**The problem**
Find every line in the items below that contains the word "wall", and copy each of those lines.

^^^^^^^^^^^^^^^^

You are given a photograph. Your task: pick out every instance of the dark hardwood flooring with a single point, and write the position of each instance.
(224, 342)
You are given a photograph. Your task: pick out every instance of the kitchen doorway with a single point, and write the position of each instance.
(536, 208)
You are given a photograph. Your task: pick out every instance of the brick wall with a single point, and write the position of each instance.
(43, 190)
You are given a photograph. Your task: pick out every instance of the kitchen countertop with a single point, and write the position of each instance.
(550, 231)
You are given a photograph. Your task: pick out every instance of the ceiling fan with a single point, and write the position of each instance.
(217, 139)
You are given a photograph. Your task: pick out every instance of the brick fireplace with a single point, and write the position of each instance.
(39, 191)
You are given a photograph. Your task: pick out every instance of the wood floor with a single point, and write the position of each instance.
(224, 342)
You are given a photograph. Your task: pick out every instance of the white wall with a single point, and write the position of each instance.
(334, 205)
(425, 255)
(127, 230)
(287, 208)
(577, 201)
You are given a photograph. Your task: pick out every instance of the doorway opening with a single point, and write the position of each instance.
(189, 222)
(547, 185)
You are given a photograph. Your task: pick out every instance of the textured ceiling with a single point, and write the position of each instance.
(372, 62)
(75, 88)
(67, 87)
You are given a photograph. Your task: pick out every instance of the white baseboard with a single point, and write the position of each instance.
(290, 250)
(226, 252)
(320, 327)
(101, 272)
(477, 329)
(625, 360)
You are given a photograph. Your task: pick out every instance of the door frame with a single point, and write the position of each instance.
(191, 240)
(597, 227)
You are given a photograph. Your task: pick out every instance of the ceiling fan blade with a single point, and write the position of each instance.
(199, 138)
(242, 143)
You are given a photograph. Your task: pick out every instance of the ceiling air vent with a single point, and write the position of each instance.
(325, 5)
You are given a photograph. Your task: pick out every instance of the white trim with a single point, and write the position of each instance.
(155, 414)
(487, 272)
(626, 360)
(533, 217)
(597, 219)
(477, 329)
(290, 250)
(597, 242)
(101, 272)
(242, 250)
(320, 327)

^^^^^^^^^^^^^^^^

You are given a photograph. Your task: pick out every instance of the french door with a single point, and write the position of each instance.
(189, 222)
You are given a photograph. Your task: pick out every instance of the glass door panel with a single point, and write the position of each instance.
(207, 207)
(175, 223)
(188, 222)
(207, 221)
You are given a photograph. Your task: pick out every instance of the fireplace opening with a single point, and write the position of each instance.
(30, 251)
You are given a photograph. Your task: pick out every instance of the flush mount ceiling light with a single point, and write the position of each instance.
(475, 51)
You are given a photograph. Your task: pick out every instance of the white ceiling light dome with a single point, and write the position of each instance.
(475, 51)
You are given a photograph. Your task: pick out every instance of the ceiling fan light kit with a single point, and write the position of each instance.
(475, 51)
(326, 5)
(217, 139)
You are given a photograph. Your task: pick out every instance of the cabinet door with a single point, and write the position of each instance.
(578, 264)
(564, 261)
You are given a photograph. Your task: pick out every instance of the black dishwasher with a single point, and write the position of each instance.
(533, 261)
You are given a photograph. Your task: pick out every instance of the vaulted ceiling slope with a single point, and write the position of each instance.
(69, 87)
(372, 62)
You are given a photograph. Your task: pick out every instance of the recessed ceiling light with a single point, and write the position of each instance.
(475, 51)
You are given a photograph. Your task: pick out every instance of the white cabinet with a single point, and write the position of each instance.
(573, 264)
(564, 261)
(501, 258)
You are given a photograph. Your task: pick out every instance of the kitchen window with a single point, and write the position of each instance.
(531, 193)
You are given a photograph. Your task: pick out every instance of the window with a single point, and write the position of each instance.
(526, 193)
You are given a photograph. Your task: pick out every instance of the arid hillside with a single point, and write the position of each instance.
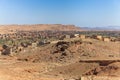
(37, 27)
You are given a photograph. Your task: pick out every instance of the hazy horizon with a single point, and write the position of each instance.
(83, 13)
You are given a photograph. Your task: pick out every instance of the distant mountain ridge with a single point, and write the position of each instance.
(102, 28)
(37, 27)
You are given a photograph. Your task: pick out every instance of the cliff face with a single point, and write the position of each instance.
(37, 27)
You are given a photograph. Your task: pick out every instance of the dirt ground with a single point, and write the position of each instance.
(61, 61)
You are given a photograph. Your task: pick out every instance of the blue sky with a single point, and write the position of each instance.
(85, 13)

^^^^^^^^^^^^^^^^

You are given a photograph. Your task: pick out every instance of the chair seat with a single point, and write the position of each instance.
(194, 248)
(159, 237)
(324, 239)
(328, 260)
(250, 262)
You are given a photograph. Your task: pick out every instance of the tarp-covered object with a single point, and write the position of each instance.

^^^^^^^^^^^^^^^^

**Answer to this task**
You are given a photograph. Your task: pick out every instance of the brick wall with a single point, and write the position of each instance.
You are given a photograph. Your task: pick out every instance of the white wall with a single point, and write the position of each instance.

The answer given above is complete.